With an abundance of rubber plantations in Malaysia, Thailand and Indonesia, it is unsurprising that many of the largest rubber glove manufacturers hail from this region. This gives them a significant cost advantage over other manufacturers world wide. Moreover, global demand for both healthcare and clean room gloves has been steadily growing each year. This has lead to strong performances by rubber glove manufacturers in the region over the past few years. With that in mind, I have decided to compare two prominent glove manufacturers from Malaysia to see which makes the better investment now. The two companies in focus…
With an abundance of rubber plantations in Malaysia, Thailand and Indonesia, it is unsurprising that many of the largest rubber glove manufacturers hail from this region. This gives them a significant cost advantage over other manufacturers world wide. Moreover, global demand for both healthcare and clean room gloves has been steadily growing each year. This has lead to strong performances by rubber glove manufacturers in the region over the past few years.
With that in mind, I have decided to compare two prominent glove manufacturers from Malaysia to see which makes the better investment now. The two companies in focus are Top Glove Corporation Bhd (SGX: BVA) and Riverstone Holdings Limited (SGX:AP4). As a quick introduction, Top Glove is the largest glove manufacturer in the world, supplying around 25% of the global supply. Riverstone, on the other hand, is one of the smaller players in the market but because of its expertise in cleanroom gloves, it has managed to eek out higher profit margins than its competitor.

**EXERCISE A:** In the article on Malaysian glove manufacturers, roughly what share of the global glove supply does Top Glove provide?

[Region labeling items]
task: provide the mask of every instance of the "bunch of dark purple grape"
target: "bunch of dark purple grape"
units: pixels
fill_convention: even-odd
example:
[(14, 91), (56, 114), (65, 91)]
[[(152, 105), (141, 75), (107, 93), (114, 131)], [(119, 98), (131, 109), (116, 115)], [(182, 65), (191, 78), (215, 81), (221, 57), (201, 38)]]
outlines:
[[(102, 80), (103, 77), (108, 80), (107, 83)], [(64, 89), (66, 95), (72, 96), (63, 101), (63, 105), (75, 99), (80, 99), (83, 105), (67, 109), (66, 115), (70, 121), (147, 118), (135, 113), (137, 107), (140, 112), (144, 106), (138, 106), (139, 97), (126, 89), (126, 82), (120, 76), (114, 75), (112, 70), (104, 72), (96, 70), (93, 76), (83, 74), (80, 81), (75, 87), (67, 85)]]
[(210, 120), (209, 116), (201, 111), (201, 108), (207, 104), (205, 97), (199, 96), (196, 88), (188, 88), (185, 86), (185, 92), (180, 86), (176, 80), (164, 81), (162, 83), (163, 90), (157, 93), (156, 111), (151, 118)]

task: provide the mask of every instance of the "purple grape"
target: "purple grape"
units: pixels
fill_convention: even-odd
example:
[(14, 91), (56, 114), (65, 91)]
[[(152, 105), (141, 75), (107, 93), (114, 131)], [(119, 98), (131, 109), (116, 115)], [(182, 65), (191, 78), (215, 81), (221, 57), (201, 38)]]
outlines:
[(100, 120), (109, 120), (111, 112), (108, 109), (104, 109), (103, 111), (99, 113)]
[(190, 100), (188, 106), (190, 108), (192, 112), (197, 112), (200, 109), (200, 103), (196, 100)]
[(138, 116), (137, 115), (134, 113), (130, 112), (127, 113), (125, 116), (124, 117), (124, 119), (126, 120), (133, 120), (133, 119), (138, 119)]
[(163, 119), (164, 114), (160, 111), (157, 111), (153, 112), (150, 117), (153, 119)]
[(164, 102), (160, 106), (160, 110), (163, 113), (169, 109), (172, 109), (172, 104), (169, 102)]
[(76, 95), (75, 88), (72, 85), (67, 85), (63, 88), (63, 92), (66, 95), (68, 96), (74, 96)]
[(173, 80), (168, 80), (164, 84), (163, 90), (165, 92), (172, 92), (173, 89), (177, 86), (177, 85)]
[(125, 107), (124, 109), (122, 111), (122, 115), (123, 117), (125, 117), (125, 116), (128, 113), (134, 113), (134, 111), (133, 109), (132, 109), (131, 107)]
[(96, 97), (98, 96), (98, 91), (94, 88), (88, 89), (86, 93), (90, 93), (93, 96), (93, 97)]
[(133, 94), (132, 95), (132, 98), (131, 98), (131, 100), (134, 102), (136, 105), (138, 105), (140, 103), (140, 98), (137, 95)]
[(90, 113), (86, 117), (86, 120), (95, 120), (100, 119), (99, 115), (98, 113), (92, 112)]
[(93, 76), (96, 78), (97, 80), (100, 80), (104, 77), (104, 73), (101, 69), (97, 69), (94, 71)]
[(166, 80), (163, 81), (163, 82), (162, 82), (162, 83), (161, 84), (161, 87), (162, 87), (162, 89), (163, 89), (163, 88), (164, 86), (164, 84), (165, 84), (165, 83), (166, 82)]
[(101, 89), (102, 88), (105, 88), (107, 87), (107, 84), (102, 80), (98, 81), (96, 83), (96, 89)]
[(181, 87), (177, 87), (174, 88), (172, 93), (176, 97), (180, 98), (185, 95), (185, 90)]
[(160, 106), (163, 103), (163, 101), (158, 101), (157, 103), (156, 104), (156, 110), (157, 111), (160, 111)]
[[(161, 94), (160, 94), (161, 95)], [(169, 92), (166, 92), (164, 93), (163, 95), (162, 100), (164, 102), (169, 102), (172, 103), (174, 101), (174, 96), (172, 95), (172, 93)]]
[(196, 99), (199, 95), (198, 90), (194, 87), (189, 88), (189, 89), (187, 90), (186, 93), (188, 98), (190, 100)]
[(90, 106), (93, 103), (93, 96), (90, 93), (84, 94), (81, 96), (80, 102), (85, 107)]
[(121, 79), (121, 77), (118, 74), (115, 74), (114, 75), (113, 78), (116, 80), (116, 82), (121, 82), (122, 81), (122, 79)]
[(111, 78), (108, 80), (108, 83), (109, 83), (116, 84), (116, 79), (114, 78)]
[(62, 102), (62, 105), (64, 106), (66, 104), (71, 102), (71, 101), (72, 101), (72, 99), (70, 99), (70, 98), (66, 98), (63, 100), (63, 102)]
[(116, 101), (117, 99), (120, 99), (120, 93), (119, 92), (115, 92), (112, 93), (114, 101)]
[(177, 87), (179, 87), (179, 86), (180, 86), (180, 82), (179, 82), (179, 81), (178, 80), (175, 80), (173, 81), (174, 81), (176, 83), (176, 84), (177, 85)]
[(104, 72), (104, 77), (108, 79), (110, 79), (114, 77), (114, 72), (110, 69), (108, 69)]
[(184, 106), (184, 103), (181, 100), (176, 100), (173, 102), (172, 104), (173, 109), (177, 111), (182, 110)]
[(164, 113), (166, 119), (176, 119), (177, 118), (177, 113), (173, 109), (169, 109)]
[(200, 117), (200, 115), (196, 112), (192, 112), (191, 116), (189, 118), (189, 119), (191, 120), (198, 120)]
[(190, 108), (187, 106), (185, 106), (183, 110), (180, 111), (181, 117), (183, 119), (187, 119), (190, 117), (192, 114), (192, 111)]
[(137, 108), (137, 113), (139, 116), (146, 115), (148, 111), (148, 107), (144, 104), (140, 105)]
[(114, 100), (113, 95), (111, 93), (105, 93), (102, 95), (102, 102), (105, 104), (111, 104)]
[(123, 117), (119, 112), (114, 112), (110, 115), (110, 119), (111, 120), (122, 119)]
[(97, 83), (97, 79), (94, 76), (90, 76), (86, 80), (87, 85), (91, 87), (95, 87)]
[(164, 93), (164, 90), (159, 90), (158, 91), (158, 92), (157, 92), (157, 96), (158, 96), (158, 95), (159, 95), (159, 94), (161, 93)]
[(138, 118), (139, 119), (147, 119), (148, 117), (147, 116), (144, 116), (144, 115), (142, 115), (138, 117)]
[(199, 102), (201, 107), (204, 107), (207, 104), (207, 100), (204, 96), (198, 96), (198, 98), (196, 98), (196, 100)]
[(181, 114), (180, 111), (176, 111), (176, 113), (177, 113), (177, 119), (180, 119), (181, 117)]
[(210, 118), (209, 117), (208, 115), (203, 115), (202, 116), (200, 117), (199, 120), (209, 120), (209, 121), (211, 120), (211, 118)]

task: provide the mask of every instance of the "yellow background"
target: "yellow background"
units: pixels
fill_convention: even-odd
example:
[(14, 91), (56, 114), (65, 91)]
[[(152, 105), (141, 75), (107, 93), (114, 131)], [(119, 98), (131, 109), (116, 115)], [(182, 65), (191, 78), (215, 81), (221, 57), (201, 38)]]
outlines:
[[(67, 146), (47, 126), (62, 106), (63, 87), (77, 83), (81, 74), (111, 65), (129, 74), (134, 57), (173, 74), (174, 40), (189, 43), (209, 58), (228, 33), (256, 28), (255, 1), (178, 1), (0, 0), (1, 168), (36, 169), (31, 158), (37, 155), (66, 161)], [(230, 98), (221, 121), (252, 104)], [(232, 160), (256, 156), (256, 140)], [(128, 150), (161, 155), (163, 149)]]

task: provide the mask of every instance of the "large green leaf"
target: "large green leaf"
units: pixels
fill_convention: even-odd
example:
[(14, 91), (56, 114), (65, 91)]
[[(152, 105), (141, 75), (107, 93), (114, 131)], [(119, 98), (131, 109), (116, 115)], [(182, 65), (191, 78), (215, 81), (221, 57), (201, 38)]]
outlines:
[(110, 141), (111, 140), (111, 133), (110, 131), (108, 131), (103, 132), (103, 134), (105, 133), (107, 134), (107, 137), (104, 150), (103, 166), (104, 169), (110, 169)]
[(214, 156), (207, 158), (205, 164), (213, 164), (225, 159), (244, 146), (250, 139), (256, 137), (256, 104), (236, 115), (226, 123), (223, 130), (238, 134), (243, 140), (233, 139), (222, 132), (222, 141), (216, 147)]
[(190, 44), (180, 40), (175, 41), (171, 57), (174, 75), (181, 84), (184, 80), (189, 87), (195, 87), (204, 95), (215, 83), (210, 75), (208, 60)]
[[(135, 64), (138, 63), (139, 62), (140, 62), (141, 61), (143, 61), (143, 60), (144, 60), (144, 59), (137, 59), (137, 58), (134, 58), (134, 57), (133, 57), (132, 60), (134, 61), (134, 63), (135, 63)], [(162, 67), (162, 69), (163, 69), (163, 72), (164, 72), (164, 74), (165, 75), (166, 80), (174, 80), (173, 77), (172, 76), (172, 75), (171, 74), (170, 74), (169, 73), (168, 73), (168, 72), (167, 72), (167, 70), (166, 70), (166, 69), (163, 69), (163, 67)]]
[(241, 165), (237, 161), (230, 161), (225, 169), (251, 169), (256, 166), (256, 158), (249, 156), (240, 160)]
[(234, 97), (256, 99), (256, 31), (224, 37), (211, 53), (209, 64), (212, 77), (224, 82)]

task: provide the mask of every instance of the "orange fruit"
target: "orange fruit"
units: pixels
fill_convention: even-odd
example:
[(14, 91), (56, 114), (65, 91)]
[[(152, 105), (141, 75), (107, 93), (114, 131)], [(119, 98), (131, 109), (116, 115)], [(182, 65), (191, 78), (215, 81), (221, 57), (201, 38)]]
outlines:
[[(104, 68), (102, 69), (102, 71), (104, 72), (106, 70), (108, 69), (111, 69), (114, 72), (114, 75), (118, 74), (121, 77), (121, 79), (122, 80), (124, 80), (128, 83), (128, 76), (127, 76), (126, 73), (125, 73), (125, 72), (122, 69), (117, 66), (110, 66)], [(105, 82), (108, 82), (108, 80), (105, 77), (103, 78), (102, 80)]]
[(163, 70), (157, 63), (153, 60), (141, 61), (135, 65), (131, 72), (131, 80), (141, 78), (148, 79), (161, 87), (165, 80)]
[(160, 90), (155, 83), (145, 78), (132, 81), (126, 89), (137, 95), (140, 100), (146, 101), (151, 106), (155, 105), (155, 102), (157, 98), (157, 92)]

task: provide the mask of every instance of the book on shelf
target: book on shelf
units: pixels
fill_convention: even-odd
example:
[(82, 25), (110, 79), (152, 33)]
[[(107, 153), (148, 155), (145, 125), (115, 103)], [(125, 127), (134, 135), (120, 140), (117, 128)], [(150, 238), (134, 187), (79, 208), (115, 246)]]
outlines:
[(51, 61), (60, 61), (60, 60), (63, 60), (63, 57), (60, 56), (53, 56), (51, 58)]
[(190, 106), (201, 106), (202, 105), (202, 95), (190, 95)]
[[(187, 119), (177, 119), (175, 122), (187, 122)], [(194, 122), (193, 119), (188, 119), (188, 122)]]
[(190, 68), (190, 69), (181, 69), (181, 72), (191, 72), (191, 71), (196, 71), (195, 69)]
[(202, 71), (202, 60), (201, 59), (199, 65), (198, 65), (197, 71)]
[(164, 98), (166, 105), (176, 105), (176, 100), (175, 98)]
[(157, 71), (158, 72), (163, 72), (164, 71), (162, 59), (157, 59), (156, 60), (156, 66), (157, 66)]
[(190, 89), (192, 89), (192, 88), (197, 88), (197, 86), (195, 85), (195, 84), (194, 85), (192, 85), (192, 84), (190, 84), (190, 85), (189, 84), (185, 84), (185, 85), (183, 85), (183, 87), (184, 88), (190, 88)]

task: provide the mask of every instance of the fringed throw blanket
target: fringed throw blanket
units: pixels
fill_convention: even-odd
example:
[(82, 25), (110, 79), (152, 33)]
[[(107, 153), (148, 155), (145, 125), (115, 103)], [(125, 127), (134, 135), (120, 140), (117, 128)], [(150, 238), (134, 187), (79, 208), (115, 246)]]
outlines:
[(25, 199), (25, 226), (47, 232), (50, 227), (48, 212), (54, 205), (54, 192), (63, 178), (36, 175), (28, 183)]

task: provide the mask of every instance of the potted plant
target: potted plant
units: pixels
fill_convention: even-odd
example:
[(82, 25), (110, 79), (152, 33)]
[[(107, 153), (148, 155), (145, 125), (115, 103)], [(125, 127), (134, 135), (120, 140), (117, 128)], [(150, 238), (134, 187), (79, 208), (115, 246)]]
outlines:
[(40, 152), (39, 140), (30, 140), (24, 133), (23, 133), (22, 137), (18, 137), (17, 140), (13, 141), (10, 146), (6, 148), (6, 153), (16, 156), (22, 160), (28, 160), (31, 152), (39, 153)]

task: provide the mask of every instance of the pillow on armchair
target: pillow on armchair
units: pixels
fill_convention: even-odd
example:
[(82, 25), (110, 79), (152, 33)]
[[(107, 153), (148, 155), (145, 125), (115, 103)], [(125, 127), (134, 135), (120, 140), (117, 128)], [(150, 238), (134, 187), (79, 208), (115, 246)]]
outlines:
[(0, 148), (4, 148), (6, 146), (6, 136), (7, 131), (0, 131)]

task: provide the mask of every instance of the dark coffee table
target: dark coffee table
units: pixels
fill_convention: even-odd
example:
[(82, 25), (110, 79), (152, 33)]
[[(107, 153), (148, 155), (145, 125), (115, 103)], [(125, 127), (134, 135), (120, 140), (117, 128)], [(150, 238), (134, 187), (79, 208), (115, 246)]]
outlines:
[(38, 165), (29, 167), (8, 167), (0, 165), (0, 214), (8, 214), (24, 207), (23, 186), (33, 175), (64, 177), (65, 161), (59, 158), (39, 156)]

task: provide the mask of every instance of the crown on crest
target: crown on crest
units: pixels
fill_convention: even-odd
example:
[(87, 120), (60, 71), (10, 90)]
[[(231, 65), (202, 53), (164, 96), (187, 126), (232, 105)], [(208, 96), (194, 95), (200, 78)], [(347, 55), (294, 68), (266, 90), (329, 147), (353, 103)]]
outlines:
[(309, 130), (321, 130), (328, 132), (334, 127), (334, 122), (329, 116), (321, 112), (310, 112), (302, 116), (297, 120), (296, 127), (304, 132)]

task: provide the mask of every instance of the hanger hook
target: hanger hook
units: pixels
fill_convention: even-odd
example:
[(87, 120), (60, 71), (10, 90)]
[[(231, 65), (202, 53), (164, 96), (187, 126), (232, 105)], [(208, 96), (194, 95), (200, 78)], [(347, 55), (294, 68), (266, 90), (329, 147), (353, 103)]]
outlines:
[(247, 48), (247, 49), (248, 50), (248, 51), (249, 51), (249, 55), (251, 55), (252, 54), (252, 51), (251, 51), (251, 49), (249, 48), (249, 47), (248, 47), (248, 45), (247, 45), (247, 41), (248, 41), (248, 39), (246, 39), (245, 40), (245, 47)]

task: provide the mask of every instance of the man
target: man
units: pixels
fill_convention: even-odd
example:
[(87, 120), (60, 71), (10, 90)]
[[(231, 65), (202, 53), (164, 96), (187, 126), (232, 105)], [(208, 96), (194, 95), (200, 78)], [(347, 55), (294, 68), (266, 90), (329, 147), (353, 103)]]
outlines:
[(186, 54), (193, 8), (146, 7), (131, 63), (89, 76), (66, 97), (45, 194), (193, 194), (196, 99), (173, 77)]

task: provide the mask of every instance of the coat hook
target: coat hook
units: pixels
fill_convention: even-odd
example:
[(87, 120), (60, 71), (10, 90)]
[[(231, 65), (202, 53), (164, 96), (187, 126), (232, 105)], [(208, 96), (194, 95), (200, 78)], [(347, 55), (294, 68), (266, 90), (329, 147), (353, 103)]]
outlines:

**EXERCISE B:** Express as a numbered list the lines of the records from the line with "task: provide the mask of every instance of the man" to the line with "99), (173, 77)]", including both of those lines and leaving out any blank lines.

**FINAL RESULT A:** Around 25% of the global supply.

**FINAL RESULT B:**
1. task: provide the mask of every instance of the man
2. target: man
3. units: pixels
4. fill_convention: even-odd
5. example:
6. [(87, 120), (60, 71), (10, 90)]
7. [[(231, 65), (202, 53), (164, 96), (187, 126), (232, 105)], [(208, 96), (194, 95), (200, 78)], [(347, 55), (294, 68), (266, 90), (329, 147), (353, 103)]]
8. outlines:
9. [(186, 54), (193, 8), (146, 7), (131, 63), (89, 76), (66, 97), (45, 194), (193, 194), (196, 99), (173, 77)]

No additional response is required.